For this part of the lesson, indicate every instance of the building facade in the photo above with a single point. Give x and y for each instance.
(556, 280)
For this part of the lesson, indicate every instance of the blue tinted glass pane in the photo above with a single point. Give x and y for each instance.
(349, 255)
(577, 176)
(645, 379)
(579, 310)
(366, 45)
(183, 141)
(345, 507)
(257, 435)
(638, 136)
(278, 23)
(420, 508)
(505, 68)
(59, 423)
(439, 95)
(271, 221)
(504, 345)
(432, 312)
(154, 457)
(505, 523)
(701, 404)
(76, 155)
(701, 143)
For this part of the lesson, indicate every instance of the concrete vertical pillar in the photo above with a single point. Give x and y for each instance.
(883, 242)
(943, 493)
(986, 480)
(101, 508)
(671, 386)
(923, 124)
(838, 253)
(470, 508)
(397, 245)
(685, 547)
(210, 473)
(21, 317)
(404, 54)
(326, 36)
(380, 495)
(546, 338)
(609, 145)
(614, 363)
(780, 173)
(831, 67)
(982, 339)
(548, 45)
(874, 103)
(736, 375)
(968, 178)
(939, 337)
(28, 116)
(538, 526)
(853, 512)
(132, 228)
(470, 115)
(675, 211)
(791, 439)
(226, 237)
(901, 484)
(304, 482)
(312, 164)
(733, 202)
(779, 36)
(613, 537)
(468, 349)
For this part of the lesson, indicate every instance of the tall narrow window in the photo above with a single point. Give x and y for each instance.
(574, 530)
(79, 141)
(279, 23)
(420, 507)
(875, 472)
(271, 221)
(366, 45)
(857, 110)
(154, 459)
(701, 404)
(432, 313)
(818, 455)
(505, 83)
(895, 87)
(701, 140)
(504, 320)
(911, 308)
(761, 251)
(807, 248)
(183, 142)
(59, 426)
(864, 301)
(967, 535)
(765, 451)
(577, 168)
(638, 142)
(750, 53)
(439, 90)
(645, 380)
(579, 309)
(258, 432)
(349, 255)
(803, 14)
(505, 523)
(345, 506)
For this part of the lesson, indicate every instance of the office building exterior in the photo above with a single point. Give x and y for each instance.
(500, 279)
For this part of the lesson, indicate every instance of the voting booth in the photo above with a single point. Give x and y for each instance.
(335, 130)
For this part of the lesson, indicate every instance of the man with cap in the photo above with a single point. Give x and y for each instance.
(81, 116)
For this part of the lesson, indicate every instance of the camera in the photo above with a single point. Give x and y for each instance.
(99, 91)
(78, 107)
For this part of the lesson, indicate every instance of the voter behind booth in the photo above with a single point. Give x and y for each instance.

————

▸ **DETALLES DE LA TAREA**
Reproduce sin cambios las líneas de los registros que empiezan en la que contiene "of the voting" y siguen hasta el final, incluidos ambos extremos.

▸ **RESPUESTA CORRECTA**
For this part of the lesson, indicate every instance of the voting booth in the photo above with a single point. Give x and y for each instance.
(335, 130)
For this part of the lesson, indicate every instance of the man with cap in the photo above with a single point. Give x and y for each instance.
(81, 116)
For this part of the lesson, indicate every instance of the camera in the photo above with a single point. Give x and y for each instance.
(99, 91)
(78, 107)
For this part of the lesson, indicate every instance of the voter behind booth in the photo above with a single point. Give x and y for each instance.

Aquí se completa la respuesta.